+++ EXTRACT

Somewhere below such masters of meditation on life in ways that seemed to be set with thorny and poisoned laws that guaranteed one plenty of trouble of one kind or another no master who or what one had been on Earth, the result of humanity from birth learnt that they needed in childhood to gird themselves with skills to be competitive in a hard gladiatorial battle that would last a lifetime, that their near neighbors and strangers about whom they knew nothing about were preparing for life with at least as much gritty endurance, mastery of pain and focused learning of skills in their education as they often were.
If they were lucky and weren’t killed off by a plague, invasion, flood or some bit of violence in an alley, they would face maturity with the crafts and talents at their optimal that would give them the best chance in a tough world of surviving for a while.
Thus all of the institutions to promote excellence and competence weren’t driven by some hunger to be the apogee of what was possible for one in one’s mortality. Most societies assume that war is part of an inevitable competition in nature; they even are suspicious of peace as a means of corruptions their kindred to the point where they cannot function in the troubles to come.
It’s hard to argue with this discourse. The Romans after a few centuries of peace watching like cattle as their city was sacked by the Goths in the Forth Century were no models for their legatees in life and empire. Before that they were too buy taking up common pleasures to tiff with competing neighbors even had they wanted to do so. Human institutions were set up to keep all in a society on the alert for imminent catastrophe. Their social and personal virtues were foaled by external foes, contentions internally in which one had to be armed and ready to be a player or be wiped out by more talented and industrious competitors, the terror of death itself.
When all of these factors either vanished or seemed to disappear there was no reason anymore for anyone to work as hard as their fathers and mothers did to attain the levels of maturity and skill people had in the past.
It was probably inevitable that as soon as somebody or some nation had the technology to bypass the hard work, terror and pain of normal human existence with the flick of a button, a slight movement of a dial, a telephone call to a plumber or an order of noodles from a take out restaurant, they would express in a very active way the fatigue and unease all humanity had with such apparently immutable laws of life on Earth. They would want their children to be a generation who knew nothing about the so-called virtues of maturity.
I think the 1940s didn’t so much make an advocacy for a different view of kids as realize that kids for the first time in American history had enough money in their pockets their parents had given the, thinking of their own death of coin in the Great Depression and earlier, to make wooing them by the stores and the mavens of the popular arts a profitable enterprise.
In its first manifestation adolescents with loose money and feral hungers were treated with a kind of ambivalence, the world of these virile mavericks called at the time a realm of juvenile delinquents. Elvis had a sort of swagger and arrogance that one associated quite familiarly and justly with puerile rage and dashing young criminals with the only tolerable sex lives in the country.
In 1952 when the sainted Elvis was first beard on records and then television nearly everybody in America had somebody in their family if it hadn’t happened to them who had to leave school to go to work when they were nine or ten, or had been drummed into domestic service in their own home as a family maid so that the mother could go to work as well as the father and earn a few more shekels to pay the bills.
There wasn’t much fun or leisure in that life. Most people worked six days a week, hard, with no coffee breaks. They too their lunches with them to their labors in a tin pail. They spent one day a week recovering from the six before them so they could do the next six all over again, a little older, until they collapsed and died.

++++++

[EXERCISE A] Print the essay from "In its first" up to and including "pay the bills.".
[EXERCISE B] Condense the essay's paragraph beginning "It was probably inevitable that" into a shorter version that keeps its main points.
Work only from the essay.

+++ DATASET

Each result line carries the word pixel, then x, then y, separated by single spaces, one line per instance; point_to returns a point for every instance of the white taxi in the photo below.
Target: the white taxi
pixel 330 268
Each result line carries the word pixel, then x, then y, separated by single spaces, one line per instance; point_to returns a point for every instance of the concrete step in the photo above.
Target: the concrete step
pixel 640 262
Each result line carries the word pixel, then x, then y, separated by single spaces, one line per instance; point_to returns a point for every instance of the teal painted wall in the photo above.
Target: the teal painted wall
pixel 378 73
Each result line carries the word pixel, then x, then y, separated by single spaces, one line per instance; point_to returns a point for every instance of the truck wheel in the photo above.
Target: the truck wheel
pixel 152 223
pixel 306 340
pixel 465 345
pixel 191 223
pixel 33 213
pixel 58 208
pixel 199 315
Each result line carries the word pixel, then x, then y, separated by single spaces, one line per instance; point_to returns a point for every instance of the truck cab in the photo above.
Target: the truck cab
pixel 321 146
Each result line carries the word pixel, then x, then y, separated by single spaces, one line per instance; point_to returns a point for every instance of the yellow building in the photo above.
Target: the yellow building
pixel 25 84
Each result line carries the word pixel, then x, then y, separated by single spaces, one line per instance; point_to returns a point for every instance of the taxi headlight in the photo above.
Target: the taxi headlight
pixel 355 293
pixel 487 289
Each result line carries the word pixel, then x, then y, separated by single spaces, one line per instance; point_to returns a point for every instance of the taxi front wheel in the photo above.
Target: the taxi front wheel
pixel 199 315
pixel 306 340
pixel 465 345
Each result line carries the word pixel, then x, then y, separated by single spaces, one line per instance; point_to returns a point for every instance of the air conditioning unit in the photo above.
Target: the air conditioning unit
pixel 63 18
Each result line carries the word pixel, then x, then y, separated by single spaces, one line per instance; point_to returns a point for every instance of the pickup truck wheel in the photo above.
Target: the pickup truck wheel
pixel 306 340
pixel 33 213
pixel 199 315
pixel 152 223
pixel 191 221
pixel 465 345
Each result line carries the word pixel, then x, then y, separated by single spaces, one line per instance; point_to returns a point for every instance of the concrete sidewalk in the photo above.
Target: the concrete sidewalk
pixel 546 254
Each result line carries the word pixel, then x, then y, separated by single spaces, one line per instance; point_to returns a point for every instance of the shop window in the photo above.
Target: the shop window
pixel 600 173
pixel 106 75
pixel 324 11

++++++

[OUTPUT A]
In its first manifestation adolescents with loose money and feral hungers were treated with a kind of ambivalence, the world of these virile mavericks called at the time a realm of juvenile delinquents. Elvis had a sort of swagger and arrogance that one associated quite familiarly and justly with puerile rage and dashing young criminals with the only tolerable sex lives in the country.
In 1952 when the sainted Elvis was first beard on records and then television nearly everybody in America had somebody in their family if it hadn’t happened to them who had to leave school to go to work when they were nine or ten, or had been drummed into domestic service in their own home as a family maid so that the mother could go to work as well as the father and earn a few more shekels to pay the bills.

[OUTPUT B] Once someone or some nation could skip the hard work, fear and pain of ordinary life with a button, a dial, a call to a plumber or a takeout noodle order, they were likely to act openly on humanity's long weariness with life's seemingly fixed laws. They would want their children to grow up knowing nothing of the so-called virtues of maturity.